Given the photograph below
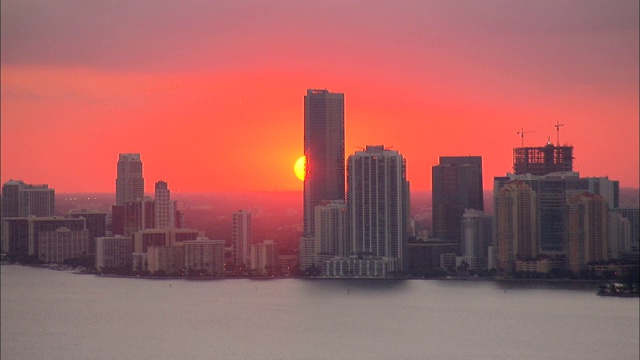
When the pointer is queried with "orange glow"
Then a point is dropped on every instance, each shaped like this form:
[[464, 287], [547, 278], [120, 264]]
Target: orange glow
[[299, 167], [436, 80]]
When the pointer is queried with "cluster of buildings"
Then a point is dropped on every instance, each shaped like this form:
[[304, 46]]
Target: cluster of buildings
[[356, 220], [545, 215], [362, 232], [139, 234]]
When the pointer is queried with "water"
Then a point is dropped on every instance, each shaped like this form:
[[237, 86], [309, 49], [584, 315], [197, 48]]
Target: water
[[58, 315]]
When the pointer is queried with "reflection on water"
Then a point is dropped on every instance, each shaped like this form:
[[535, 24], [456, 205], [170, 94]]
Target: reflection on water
[[58, 315]]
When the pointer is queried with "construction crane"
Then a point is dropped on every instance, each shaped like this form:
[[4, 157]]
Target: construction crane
[[521, 133], [557, 126]]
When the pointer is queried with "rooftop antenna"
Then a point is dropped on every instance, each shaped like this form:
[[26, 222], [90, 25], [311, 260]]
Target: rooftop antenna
[[521, 133], [557, 126]]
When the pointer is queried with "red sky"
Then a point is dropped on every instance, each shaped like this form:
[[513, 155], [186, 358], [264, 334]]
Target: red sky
[[210, 93]]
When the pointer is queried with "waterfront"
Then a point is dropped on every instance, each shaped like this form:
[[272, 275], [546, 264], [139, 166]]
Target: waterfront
[[50, 314]]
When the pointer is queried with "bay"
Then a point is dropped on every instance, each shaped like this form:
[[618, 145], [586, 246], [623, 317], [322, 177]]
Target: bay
[[48, 314]]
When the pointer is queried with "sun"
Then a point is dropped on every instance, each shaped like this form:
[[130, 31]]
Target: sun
[[299, 167]]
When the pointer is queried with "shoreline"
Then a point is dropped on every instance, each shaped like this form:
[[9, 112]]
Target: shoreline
[[59, 267]]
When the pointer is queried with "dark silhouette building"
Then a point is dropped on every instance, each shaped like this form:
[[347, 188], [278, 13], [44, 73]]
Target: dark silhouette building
[[20, 199], [129, 183], [324, 151], [456, 186]]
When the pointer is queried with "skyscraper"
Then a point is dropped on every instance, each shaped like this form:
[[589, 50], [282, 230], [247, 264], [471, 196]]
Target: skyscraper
[[476, 237], [542, 160], [164, 209], [129, 183], [324, 151], [588, 230], [241, 237], [516, 216], [378, 200], [20, 199], [457, 185]]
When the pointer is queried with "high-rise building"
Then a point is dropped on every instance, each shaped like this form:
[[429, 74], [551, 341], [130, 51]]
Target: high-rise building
[[324, 151], [619, 235], [133, 216], [378, 200], [633, 215], [542, 160], [113, 252], [516, 219], [264, 257], [61, 244], [457, 185], [129, 183], [164, 207], [20, 235], [588, 230], [241, 237], [204, 254], [476, 237], [20, 200], [169, 259], [96, 222], [553, 191], [331, 229]]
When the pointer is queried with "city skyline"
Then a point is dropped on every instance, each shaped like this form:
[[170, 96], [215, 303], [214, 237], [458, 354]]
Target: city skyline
[[185, 86]]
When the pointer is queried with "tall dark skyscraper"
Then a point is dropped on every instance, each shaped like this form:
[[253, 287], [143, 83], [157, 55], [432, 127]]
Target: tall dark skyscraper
[[324, 151], [129, 183], [457, 185], [20, 199]]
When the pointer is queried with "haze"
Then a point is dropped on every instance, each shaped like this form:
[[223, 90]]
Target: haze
[[211, 93]]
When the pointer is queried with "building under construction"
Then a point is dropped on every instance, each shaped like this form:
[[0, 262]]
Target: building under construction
[[542, 160]]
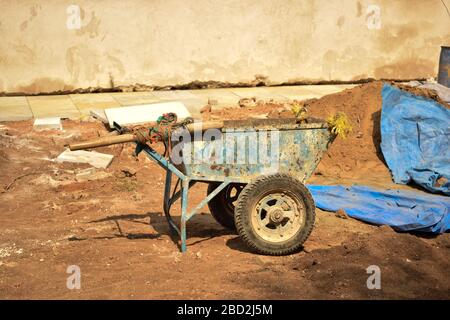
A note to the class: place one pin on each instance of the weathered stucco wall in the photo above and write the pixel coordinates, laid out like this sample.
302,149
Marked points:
44,47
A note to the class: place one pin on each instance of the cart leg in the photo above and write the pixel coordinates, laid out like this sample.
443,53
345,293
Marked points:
172,226
184,202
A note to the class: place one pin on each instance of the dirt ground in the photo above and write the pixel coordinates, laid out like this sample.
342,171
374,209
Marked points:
112,225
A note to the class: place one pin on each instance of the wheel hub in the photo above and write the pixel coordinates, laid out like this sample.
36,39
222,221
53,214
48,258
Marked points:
276,215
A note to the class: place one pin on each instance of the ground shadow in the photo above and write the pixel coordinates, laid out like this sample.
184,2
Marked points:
198,227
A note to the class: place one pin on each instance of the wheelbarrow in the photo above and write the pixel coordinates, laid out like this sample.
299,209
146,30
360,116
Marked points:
266,202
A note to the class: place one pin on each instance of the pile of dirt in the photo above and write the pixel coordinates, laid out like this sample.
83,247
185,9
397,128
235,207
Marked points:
360,153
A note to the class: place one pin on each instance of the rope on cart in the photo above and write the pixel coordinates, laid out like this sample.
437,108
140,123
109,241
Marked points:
162,132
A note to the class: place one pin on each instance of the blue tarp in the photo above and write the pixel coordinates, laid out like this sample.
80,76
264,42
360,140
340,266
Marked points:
402,210
415,135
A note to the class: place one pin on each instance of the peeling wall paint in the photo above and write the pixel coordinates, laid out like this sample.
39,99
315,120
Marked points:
63,45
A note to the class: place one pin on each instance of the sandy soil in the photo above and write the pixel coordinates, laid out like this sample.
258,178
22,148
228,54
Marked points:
113,228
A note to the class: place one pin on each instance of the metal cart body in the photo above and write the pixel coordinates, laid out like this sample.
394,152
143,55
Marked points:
299,147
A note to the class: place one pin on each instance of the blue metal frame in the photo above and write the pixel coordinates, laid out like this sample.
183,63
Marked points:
300,150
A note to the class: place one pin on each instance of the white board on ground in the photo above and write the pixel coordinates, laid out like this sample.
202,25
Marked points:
95,159
47,124
145,113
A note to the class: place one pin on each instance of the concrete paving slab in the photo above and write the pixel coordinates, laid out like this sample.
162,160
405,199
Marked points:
91,101
134,98
145,113
95,159
53,106
47,124
14,109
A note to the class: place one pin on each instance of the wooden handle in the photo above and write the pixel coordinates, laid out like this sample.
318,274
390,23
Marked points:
110,139
103,141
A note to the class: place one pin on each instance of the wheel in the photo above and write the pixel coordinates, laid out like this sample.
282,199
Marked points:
222,205
275,214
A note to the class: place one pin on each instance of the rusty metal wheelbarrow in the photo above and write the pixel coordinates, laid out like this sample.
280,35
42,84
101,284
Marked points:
255,170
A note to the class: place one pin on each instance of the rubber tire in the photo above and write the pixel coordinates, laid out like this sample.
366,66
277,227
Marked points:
219,208
249,197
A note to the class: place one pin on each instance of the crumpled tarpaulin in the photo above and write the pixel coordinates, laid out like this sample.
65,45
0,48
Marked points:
415,135
402,210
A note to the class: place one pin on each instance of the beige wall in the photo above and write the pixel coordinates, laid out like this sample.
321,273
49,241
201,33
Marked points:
168,42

*What to work on*: The whole listing should be restated word for word, with no pictures.

*Completed task*:
Given the photograph below
When the pointer is queried with "orange glow"
Then a point is dropped on every instance, each shaped like this form:
[[464, 287], [547, 278], [120, 264]]
Target: orange glow
[[299, 167], [436, 80]]
When the pointer is queried with "cluster of buildings"
Then a point is dropped on every instance, each shaped like this form:
[[304, 46]]
Target: cluster of buildings
[[356, 220], [545, 215], [362, 232], [139, 234]]
When the pointer is queried with "water"
Then a point is dropped on every instance, each shaped like this form:
[[237, 86], [309, 49], [584, 315], [197, 48]]
Target: water
[[58, 315]]
When the pointer is queried with "reflection on water"
Then a point is dropped on every instance, each shaped like this form:
[[535, 24], [456, 205], [170, 94]]
Target: reflection on water
[[58, 315]]
When the pointer is queried with "construction crane"
Then a point is dropped on every instance, each shaped like this form:
[[4, 157]]
Target: construction crane
[[521, 133], [557, 126]]
When the pointer is queried with "rooftop antenna"
Then a point is dropped on every instance, each shaped like this form:
[[26, 222], [90, 25], [311, 260]]
Target: rooftop antenna
[[521, 133], [557, 126]]
When the pointer is queried with "red sky"
Then a point is dropped on every instance, each shaped like this form:
[[513, 155], [186, 358], [264, 334]]
Target: red sky
[[210, 93]]
When the pointer is queried with "waterfront"
Then a point is dropped on every instance, each shaped like this form:
[[272, 275], [546, 264], [139, 166]]
Target: waterfront
[[50, 314]]
When the pointer is queried with "bay"
Then a point is dropped on every instance, each shaped like this form:
[[618, 145], [586, 246], [623, 317], [322, 177]]
Target: bay
[[48, 314]]
When the pointer is queried with "sun"
Then a point is dropped on every instance, each shaped like this form:
[[130, 31]]
Target: sun
[[299, 167]]
When the pointer is queried with "shoreline"
Then a point is dropped on every instance, each shaped like this form:
[[9, 112]]
Target: shoreline
[[59, 267]]
When the pointer is queried with "dark silhouette building"
Then a point is dropped on every instance, each shaped like this form:
[[347, 188], [278, 13], [44, 73]]
Target: dark silhouette building
[[20, 199], [129, 183], [324, 151], [456, 186]]
When the pointer is queried with "skyscraper"
Then a point is dropped on every instance, each shaped like this form:
[[589, 50], [282, 230], [247, 264], [471, 196]]
Target: skyscraper
[[476, 237], [542, 160], [164, 209], [129, 183], [324, 151], [588, 230], [241, 237], [516, 216], [378, 200], [20, 199], [457, 185]]
When the pointer is queried with "high-rise building"
Then a point is dropped on every instance, each shaped like this form:
[[429, 74], [551, 341], [130, 51]]
Target: high-rise building
[[324, 151], [619, 235], [133, 216], [378, 200], [633, 215], [542, 160], [113, 252], [516, 219], [264, 257], [61, 244], [457, 185], [129, 183], [164, 207], [20, 235], [588, 230], [241, 237], [204, 254], [476, 237], [20, 200], [169, 259], [96, 222], [553, 191], [331, 229]]
When the pointer is queried with "city skyline"
Then a point is dropped on every instance, each shaped like this form:
[[170, 96], [215, 303], [214, 237], [458, 354]]
Target: city skyline
[[185, 86]]
When the pointer is queried with "tall dark skyscraper"
Then a point is dropped on every instance, each shaped like this form:
[[253, 287], [143, 83], [157, 55], [432, 127]]
Target: tall dark skyscraper
[[324, 151], [129, 183], [457, 185], [20, 199]]
When the pointer is queried with "haze"
Then a point is dropped on every instance, each shaped like this form:
[[223, 90]]
Target: haze
[[211, 93]]
When the pointer is queried with "building under construction"
Then a point is dropped on every instance, each shaped like this form:
[[0, 262]]
Target: building under construction
[[542, 160]]
A note to the class: place one pin on each instance of the weathered stucco wall in the photo above and write the pixel coordinates, laid out like this sample.
302,149
Marked points:
44,47
A note to the class: place one pin on each instance of the cart leg in the photo above and write the pixel coordinates, laid out like this sample.
443,53
345,293
Marked points:
172,226
184,202
A note to the class: place one pin on each instance of the dirt ground in the photo above and write the pixel coordinates, laid out like this sample.
342,171
374,209
Marked points:
112,225
A note to the class: place one pin on each instance of the wheel hub in the photo above and write the pixel coordinates, laid out like this sample.
36,39
222,221
53,214
48,258
Marked points:
276,215
A note to the class: place one pin on each instance of the ground shadow in the photo above and write the pixel coordinates, laid out like this sample.
184,2
Marked points:
198,227
A note to the class: place one pin on each instance of the wheelbarrow in the photo above and write the pixel coordinates, laid out like this sample.
299,209
146,30
360,116
Marked points:
266,202
A note to the class: place one pin on each instance of the pile of dirt in the photo above and write the pixel coordinates, laid out like this sample.
83,247
185,9
397,128
235,207
Marked points:
360,153
A note to the class: place one pin on each instance of the rope on cart in the photo above and write the pixel coordinates, laid out like this sample.
437,108
140,123
109,241
Marked points:
162,132
A note to the class: place one pin on each instance of the blue tarp in the photo above and write the pixel coordinates, laid out like this sample.
80,76
264,42
360,140
340,266
Marked points:
402,210
415,135
A note to the class: place one pin on each instance of the peeling wall paint in the photo above and write the pixel coordinates, laid out like this sample.
39,99
315,120
Marked points:
63,45
A note to the class: place one pin on each instance of the sandy soil in the photo above and write the pixel coordinates, laid out like this sample.
258,178
22,148
228,54
Marked points:
113,228
A note to the class: place one pin on each instance of the metal cart body in the photo above and write the pixel coordinates, laid out like this sample.
394,152
143,55
Marked points:
299,147
A note to the class: place one pin on each instance of the blue metal frame in the photo above and write the pixel coordinates, laid out like this sample.
183,63
Marked points:
300,150
A note to the class: place one pin on each instance of the white board on ground in the photo above and write the pixel coordinates, laid out like this sample.
202,25
Marked points:
95,159
47,124
145,113
A note to the class: place one pin on each instance of the concrete paving slab in the photo above and write the pixel coordinates, laid out like this sample.
162,160
405,199
Marked points:
91,101
134,98
145,113
95,159
53,106
47,124
14,109
A note to the class: place one pin on each instance of the wooden handle in the photo above and write the pixel coordinates, laid out like this sample.
318,274
390,23
Marked points:
110,139
103,141
A note to the class: place one pin on each instance of the wheel in the photo above and write the pixel coordinates, laid out like this sample.
282,199
Marked points:
222,205
275,214
A note to the class: place one pin on each instance of the rusty metal wheelbarrow in the photo above and write the pixel coordinates, laid out like this sample.
280,35
42,84
101,284
Marked points:
255,170
A note to the class: place one pin on each instance of the rubber tire in the photo above and write the pixel coordinates, laid out like this sample.
366,66
277,227
Marked points:
219,208
249,197
A note to the class: place one pin on each instance of the crumpled tarpaulin in the photo above and write the pixel coordinates, laid out like this sample.
65,45
0,48
Marked points:
415,135
402,210
A note to the class: place one pin on each instance of the beige wall in the photo above and write the pixel coordinates, laid out like this sample.
321,273
49,241
201,33
Marked points:
168,42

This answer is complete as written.